> **TO BE DONE**: Reproduce all of the material word for word.

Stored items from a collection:
★ ★ ★ ★

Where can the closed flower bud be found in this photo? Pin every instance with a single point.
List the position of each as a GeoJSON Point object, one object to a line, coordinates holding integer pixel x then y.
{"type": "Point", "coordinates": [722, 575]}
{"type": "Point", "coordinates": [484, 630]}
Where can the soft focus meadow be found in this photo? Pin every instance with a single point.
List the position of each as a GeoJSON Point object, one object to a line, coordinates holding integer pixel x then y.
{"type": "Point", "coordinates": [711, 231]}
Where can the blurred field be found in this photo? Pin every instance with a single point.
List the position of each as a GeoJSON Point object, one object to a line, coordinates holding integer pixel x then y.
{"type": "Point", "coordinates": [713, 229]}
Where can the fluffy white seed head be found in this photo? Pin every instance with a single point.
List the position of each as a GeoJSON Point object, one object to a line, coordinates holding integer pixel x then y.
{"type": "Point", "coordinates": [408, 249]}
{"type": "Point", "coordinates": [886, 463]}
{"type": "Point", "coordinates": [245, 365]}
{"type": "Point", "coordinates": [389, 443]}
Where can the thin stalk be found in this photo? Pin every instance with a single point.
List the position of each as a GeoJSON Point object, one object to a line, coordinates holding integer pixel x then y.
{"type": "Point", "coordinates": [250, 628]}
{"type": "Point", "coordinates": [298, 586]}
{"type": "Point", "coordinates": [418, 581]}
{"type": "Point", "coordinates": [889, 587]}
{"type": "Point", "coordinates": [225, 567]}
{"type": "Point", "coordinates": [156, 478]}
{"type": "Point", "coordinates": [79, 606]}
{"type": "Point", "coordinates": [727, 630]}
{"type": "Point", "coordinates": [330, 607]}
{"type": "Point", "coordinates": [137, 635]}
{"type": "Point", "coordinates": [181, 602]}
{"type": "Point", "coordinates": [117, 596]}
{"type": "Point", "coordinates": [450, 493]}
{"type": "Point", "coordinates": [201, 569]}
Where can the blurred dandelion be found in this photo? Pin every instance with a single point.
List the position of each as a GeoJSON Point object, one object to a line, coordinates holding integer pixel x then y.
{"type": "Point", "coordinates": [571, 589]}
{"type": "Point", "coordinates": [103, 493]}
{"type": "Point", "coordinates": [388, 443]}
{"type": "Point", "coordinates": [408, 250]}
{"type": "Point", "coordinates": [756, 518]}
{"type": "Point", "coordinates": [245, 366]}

★ ★ ★ ★

> **TASK ANSWER**:
Where can the closed flower bud be found in this photo? Pin every instance with a single point.
List the position of each as a GeoJSON Point object, one object to a line, coordinates holding integer pixel x then y.
{"type": "Point", "coordinates": [722, 575]}
{"type": "Point", "coordinates": [484, 630]}
Where can the soft focus meadow be found in this photo? Pin every instance with a single point.
List the position of each as a GeoJSON Point object, one object to a line, coordinates holding integer pixel x then y.
{"type": "Point", "coordinates": [711, 231]}
Where can the blurred field be found in this photo? Pin every instance with a single point.
List the position of each as a GeoJSON Point object, one object to a line, coordinates holding integer pixel x then y.
{"type": "Point", "coordinates": [713, 229]}
Where can the fluffy white seed head be found in this photo? Pin every instance with a single point.
List the position of each as a GeoJSON Point object, one object to a line, coordinates holding integer pixel x then y.
{"type": "Point", "coordinates": [408, 249]}
{"type": "Point", "coordinates": [886, 463]}
{"type": "Point", "coordinates": [245, 365]}
{"type": "Point", "coordinates": [389, 443]}
Where can the thin stalk be found in this photo? Pin every instance with a single point.
List the position of each as a GeoJSON Point object, one object to a line, coordinates holding integer pixel x then y.
{"type": "Point", "coordinates": [250, 628]}
{"type": "Point", "coordinates": [298, 586]}
{"type": "Point", "coordinates": [418, 581]}
{"type": "Point", "coordinates": [889, 587]}
{"type": "Point", "coordinates": [225, 567]}
{"type": "Point", "coordinates": [156, 478]}
{"type": "Point", "coordinates": [79, 606]}
{"type": "Point", "coordinates": [727, 630]}
{"type": "Point", "coordinates": [330, 607]}
{"type": "Point", "coordinates": [137, 635]}
{"type": "Point", "coordinates": [181, 602]}
{"type": "Point", "coordinates": [117, 596]}
{"type": "Point", "coordinates": [450, 493]}
{"type": "Point", "coordinates": [201, 569]}
Where can the blurred dandelion be found in this photo? Pin every instance with a single point.
List the position of each as a GeoJSON Point object, one object to a line, coordinates holding integer pixel x then y.
{"type": "Point", "coordinates": [571, 589]}
{"type": "Point", "coordinates": [103, 493]}
{"type": "Point", "coordinates": [388, 443]}
{"type": "Point", "coordinates": [408, 250]}
{"type": "Point", "coordinates": [756, 518]}
{"type": "Point", "coordinates": [245, 366]}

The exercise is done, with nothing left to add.